*** Available data ***
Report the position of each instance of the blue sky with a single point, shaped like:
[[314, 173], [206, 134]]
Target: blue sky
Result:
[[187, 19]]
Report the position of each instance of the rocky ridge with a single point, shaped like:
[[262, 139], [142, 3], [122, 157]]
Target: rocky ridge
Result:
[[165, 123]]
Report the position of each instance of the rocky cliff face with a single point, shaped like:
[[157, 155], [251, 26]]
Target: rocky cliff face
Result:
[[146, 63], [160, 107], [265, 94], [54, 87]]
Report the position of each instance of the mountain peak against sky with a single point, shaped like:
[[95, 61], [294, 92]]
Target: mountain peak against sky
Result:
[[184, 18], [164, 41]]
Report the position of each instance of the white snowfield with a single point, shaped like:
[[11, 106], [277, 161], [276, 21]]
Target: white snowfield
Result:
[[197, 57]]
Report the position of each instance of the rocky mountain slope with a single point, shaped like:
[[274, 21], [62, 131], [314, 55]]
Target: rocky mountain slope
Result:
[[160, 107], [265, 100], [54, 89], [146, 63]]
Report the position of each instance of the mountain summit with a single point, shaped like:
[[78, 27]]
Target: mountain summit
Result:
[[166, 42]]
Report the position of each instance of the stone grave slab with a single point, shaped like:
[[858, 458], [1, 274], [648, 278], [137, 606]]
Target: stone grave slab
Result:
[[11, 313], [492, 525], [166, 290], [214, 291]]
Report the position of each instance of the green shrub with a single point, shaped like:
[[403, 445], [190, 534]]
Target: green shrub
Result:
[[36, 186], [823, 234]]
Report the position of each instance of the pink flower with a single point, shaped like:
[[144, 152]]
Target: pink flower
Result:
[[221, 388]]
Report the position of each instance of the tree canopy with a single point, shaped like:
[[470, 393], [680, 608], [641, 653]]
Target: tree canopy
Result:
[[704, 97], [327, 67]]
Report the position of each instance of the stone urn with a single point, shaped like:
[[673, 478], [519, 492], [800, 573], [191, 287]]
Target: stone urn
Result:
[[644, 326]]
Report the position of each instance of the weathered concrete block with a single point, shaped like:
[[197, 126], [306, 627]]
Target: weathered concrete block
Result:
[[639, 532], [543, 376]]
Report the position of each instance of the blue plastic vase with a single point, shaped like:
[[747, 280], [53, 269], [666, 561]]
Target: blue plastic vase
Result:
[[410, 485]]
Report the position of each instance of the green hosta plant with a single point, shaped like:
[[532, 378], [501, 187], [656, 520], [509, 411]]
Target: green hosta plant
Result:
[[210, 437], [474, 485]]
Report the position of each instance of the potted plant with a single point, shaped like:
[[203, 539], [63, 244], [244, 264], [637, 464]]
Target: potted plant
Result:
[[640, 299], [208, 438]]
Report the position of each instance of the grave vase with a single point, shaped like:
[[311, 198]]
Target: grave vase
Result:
***
[Instructions for the task] The response consists of the lines above that contain "white".

[Response below]
Report the position of each instance of the white snowfield with a single point, shaped like:
Target: white snowfield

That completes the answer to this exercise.